> Page:
• • •

“Half, half, three-quarters, FULL!”
This was the formula we used in rowing to give ourselves a flying start from a dead stop. Anticipating the start of the race, we’d be in position: leaning forward at the catch, blades precariously poised over the water — balancing — as though in pantomime.
Then, on indication, we’d cut our blades into the water, driving our legs to do the majority of the work, power straining against our footholds. Half, half, three-quarters, FULL. The fractions indicated the length of our strokes — how far we could allow ourselves to move up our slides, the two tracks which our seats were attached to on wheels. Two quick, one medium, then one full stroke, each at an accelerated rate to get our heavy, eight person boat moving through the water.
We continued with quick, successive pulls, bringing our boat up to racing speed, then settled into a rhythm of around 36 strokes per minute.
When I began my blog, I wanted to have a clean, powerful start. Though I’d never undertaken one before, I knew that the beginning of my blog would, like a race, be crucial to its success. I researched how often to post in order to optimize getting traction, and found some sound advice on Jane Friedman’s site, with her post “How to Start Blogging: A Definitive Guide for Authors.” “Ideally,” she advised, “starting out, you should post 3-5x per week. The longer you blog, and the more of an audience you build up, the more you can ease back on frequency.” Never intending before finding this to post so often, I opted for three.
The first week, I published on Monday, Tuesday, Thursday.
I began my blog at a rowing start — a pace not intended to be maintained for the long haul. Rather, like in rowing, it was to gather momentum, get me up to speed. But the difference between my former rowing days and my blogging practices was this: instead of starting from a stop like in rowing, with my blog I was already in motion when I began. With the bulk of my boat — which was my blog — already moving with momentum through the water as I crossed the start line when making my site live, I was not working up to full-speed: I’d already begun with it.
In a rowing race (a regatta), each muscle strains. When you row hard, your entire body feels like it’s screaming. There is a chemical reason for this: your body cannot supply the oxygen sufficient to what your muscles are demanding fast enough. This is called “oxygen debt.”
But at the beginning of a race, you have the advantage of lungs full of air to adequately supply your muscles. You have an oxygen reserve, at least for awhile.

• • •

> Data records:
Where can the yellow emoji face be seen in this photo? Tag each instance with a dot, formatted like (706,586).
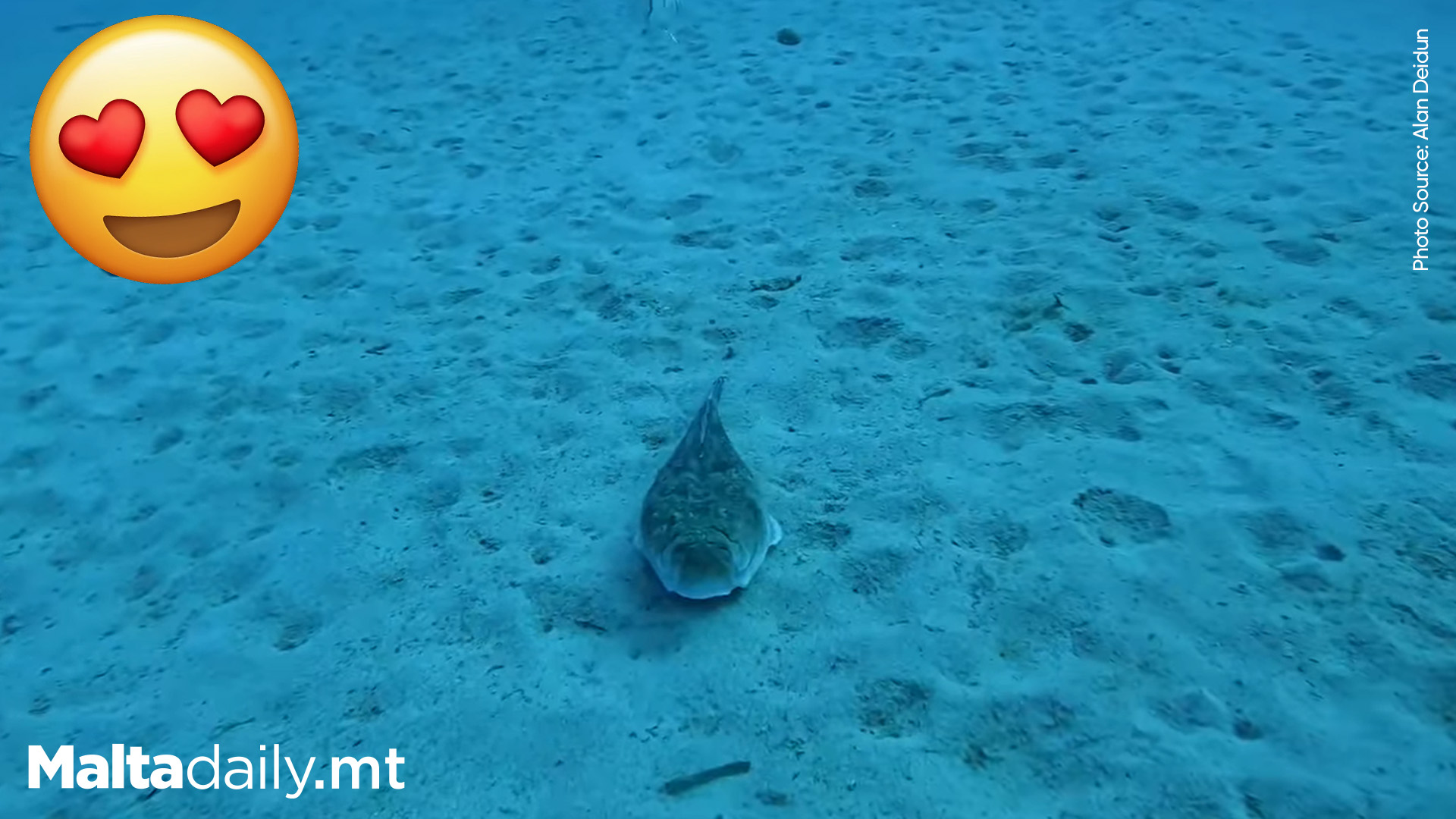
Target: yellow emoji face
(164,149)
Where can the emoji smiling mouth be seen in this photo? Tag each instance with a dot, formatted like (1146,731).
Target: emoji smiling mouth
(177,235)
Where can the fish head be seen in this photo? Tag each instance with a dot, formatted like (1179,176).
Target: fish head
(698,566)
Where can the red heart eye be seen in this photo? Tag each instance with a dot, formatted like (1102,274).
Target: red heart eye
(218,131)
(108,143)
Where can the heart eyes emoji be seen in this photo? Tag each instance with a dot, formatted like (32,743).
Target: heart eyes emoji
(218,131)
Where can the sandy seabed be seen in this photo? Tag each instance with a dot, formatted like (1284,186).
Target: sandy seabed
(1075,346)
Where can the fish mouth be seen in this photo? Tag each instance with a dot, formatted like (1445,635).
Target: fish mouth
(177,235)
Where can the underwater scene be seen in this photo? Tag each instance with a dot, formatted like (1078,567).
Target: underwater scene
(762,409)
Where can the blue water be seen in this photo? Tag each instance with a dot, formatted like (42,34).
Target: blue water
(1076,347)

• • •

> Stated exercise A:
In the essay on rowing and blogging, what rhythm did the crew settle into after bringing the boat up to racing speed?
> Stated exercise B:
Summarize the essay on rowing and blogging in two sentences.
> Stated exercise C:
According to the essay on rowing and blogging, why does a rower's whole body feel as though it is screaming when rowing hard?

> Right answer A:
Around 36 strokes per minute.

> Right answer B:
The writer recalls how a rowing crew used the "half, half, three-quarters, full" sequence of short, accelerating strokes to get a heavy eight-person boat moving from a dead stop before settling into a steady rhythm. The writer compares this to starting a blog at a rapid pace of three posts a week, on the advice of Jane Friedman's guide, while noting that the blog, unlike a rowing start, was already in motion when the site went live.

> Right answer C:
The body cannot supply oxygen as fast as the straining muscles demand it, a condition known as "oxygen debt." At the beginning of a race this is less of a problem, because lungs full of air provide an oxygen reserve for a while.